- What this task involves
What's wanted is each entry repeated verbatim, minus its images.

Extracted material below:

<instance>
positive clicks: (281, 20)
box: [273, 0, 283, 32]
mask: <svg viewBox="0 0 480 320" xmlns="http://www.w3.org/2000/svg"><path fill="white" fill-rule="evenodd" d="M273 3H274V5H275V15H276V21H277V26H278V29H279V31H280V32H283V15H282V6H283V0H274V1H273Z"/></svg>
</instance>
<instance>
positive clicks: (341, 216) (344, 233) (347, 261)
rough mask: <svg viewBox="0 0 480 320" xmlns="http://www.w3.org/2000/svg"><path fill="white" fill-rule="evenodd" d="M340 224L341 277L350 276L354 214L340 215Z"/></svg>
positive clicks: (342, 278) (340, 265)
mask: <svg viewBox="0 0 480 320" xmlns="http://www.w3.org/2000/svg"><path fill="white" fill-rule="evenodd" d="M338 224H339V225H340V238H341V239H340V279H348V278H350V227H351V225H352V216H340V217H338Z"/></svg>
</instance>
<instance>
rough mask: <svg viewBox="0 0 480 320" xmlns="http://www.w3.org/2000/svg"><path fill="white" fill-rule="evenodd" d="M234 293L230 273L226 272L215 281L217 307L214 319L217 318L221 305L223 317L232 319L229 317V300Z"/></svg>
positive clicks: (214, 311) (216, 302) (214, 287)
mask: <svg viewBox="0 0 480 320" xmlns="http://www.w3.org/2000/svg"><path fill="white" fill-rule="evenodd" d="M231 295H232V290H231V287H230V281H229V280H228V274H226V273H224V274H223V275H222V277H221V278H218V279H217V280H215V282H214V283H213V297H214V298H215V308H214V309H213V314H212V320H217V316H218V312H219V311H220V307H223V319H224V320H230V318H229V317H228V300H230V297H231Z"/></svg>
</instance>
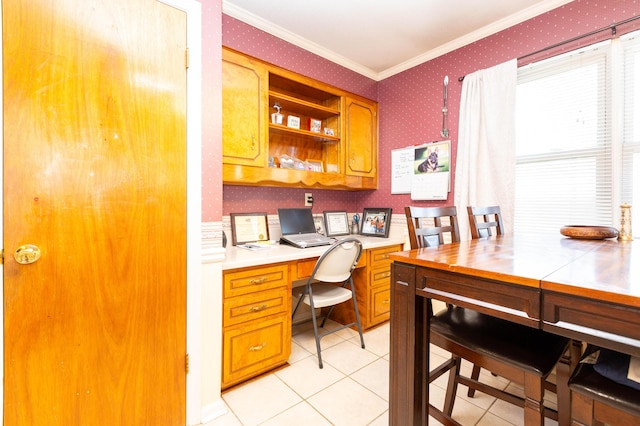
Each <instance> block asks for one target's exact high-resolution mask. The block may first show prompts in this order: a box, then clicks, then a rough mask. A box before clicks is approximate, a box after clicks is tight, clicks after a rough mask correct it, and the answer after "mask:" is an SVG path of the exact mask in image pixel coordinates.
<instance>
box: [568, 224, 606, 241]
mask: <svg viewBox="0 0 640 426" xmlns="http://www.w3.org/2000/svg"><path fill="white" fill-rule="evenodd" d="M560 233H561V234H562V235H564V236H565V237H569V238H577V239H581V240H605V239H607V238H616V237H617V236H618V230H617V229H616V228H612V227H610V226H585V225H568V226H563V227H562V228H560Z"/></svg>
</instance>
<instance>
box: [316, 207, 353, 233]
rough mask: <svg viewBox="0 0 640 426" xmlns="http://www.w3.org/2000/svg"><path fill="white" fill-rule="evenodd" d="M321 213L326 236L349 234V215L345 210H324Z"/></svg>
mask: <svg viewBox="0 0 640 426" xmlns="http://www.w3.org/2000/svg"><path fill="white" fill-rule="evenodd" d="M322 214H323V215H324V227H325V230H326V235H327V237H336V236H338V235H349V233H350V232H349V229H350V228H349V216H348V215H347V212H346V211H324V212H322Z"/></svg>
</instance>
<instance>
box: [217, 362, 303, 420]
mask: <svg viewBox="0 0 640 426" xmlns="http://www.w3.org/2000/svg"><path fill="white" fill-rule="evenodd" d="M222 399H223V400H224V401H225V402H226V403H227V406H228V407H229V408H230V409H231V411H233V413H234V414H235V415H236V417H237V418H238V420H240V422H241V423H242V424H243V425H244V426H253V425H258V424H260V423H262V422H264V421H266V420H268V419H270V418H272V417H274V416H275V415H277V414H279V413H282V412H283V411H285V410H287V409H289V408H291V407H293V406H294V405H296V404H298V403H300V402H301V401H302V398H301V397H300V395H298V394H296V393H295V392H294V391H293V390H291V388H289V387H288V386H287V385H286V384H285V383H284V382H282V381H281V380H280V379H279V378H278V377H277V376H275V375H273V374H272V375H268V376H265V377H263V378H260V379H258V380H255V381H253V382H250V383H247V384H245V385H243V386H240V387H238V388H234V389H232V390H230V391H229V392H226V393H224V394H223V395H222Z"/></svg>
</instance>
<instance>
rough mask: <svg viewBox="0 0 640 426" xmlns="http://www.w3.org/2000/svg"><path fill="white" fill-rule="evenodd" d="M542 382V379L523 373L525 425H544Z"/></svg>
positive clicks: (543, 413)
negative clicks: (523, 383) (524, 394)
mask: <svg viewBox="0 0 640 426" xmlns="http://www.w3.org/2000/svg"><path fill="white" fill-rule="evenodd" d="M544 382H545V379H543V378H542V377H539V376H535V375H533V374H527V373H525V376H524V394H525V401H524V423H525V424H527V425H540V426H542V425H543V424H544V403H543V395H544Z"/></svg>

End of Extracted material.

- Response to this exercise
<instance>
positive clicks: (281, 20)
box: [273, 0, 283, 32]
mask: <svg viewBox="0 0 480 320" xmlns="http://www.w3.org/2000/svg"><path fill="white" fill-rule="evenodd" d="M273 3H274V5H275V15H276V21H277V26H278V29H279V31H280V32H283V15H282V6H283V0H274V1H273Z"/></svg>
</instance>
<instance>
positive clicks: (341, 216) (344, 233) (347, 261)
rough mask: <svg viewBox="0 0 480 320" xmlns="http://www.w3.org/2000/svg"><path fill="white" fill-rule="evenodd" d="M340 224L341 277L350 276L354 214L340 215Z"/></svg>
positive clicks: (342, 278) (340, 265)
mask: <svg viewBox="0 0 480 320" xmlns="http://www.w3.org/2000/svg"><path fill="white" fill-rule="evenodd" d="M338 224H339V225H340V238H341V239H340V279H348V278H350V227H351V225H352V216H340V217H338Z"/></svg>
</instance>
<instance>
rough mask: <svg viewBox="0 0 480 320" xmlns="http://www.w3.org/2000/svg"><path fill="white" fill-rule="evenodd" d="M234 293L230 273L226 272L215 281L217 307L214 319L217 318L221 305L223 317L232 319L229 317V300Z"/></svg>
positive clicks: (214, 311) (216, 302) (214, 287)
mask: <svg viewBox="0 0 480 320" xmlns="http://www.w3.org/2000/svg"><path fill="white" fill-rule="evenodd" d="M231 295H232V290H231V287H230V281H229V280H228V274H226V273H224V274H223V275H222V277H221V278H218V279H217V280H215V282H214V283H213V297H214V298H215V308H214V309H213V314H212V320H217V316H218V312H219V311H220V307H223V319H224V320H230V318H229V317H228V300H230V297H231Z"/></svg>
</instance>
Each <instance> block asks for one target's exact high-resolution mask. The block may first show prompts in this order: a box, then clicks, then a rough mask. A box before clicks is approximate, a box after clicks is tight, clicks after a rough mask correct it, and the answer after "mask:" is an SVG path of the exact mask in image pixel coordinates.
<instance>
box: [568, 224, 606, 241]
mask: <svg viewBox="0 0 640 426" xmlns="http://www.w3.org/2000/svg"><path fill="white" fill-rule="evenodd" d="M560 233H561V234H562V235H564V236H565V237H569V238H577V239H581V240H605V239H607V238H616V237H617V236H618V230H617V229H616V228H612V227H610V226H585V225H568V226H563V227H562V228H560Z"/></svg>
</instance>
<instance>
box: [316, 207, 353, 233]
rough mask: <svg viewBox="0 0 640 426" xmlns="http://www.w3.org/2000/svg"><path fill="white" fill-rule="evenodd" d="M321 213L326 236L349 234V215L345 210H324Z"/></svg>
mask: <svg viewBox="0 0 640 426" xmlns="http://www.w3.org/2000/svg"><path fill="white" fill-rule="evenodd" d="M322 214H323V215H324V227H325V230H326V235H327V237H336V236H338V235H349V233H350V232H349V229H350V228H349V216H348V215H347V212H346V211H324V212H322Z"/></svg>
</instance>
<instance>
box: [217, 362, 303, 420]
mask: <svg viewBox="0 0 640 426" xmlns="http://www.w3.org/2000/svg"><path fill="white" fill-rule="evenodd" d="M222 399H223V400H224V401H225V402H226V403H227V406H228V407H229V408H230V409H231V411H233V413H234V414H235V415H236V417H237V418H238V420H240V422H241V423H242V424H243V425H244V426H253V425H258V424H260V423H262V422H264V421H266V420H268V419H270V418H272V417H274V416H275V415H277V414H279V413H282V412H283V411H285V410H287V409H289V408H291V407H293V406H294V405H296V404H298V403H300V402H301V401H302V398H301V397H300V395H298V394H296V393H295V392H294V391H293V390H291V388H289V387H288V386H287V385H286V384H285V383H284V382H282V381H281V380H280V379H279V378H278V377H277V376H275V375H273V374H272V375H268V376H265V377H263V378H260V379H258V380H255V381H253V382H250V383H247V384H245V385H243V386H240V387H238V388H234V389H232V390H230V391H229V392H226V393H224V394H223V395H222Z"/></svg>
</instance>
<instance>
rough mask: <svg viewBox="0 0 640 426" xmlns="http://www.w3.org/2000/svg"><path fill="white" fill-rule="evenodd" d="M542 382V379L523 373L525 425H544Z"/></svg>
positive clicks: (543, 413)
negative clicks: (523, 383) (524, 394)
mask: <svg viewBox="0 0 640 426" xmlns="http://www.w3.org/2000/svg"><path fill="white" fill-rule="evenodd" d="M544 382H545V379H543V378H542V377H539V376H535V375H533V374H527V373H525V376H524V394H525V401H524V423H525V424H527V425H540V426H542V425H543V424H544V403H543V395H544Z"/></svg>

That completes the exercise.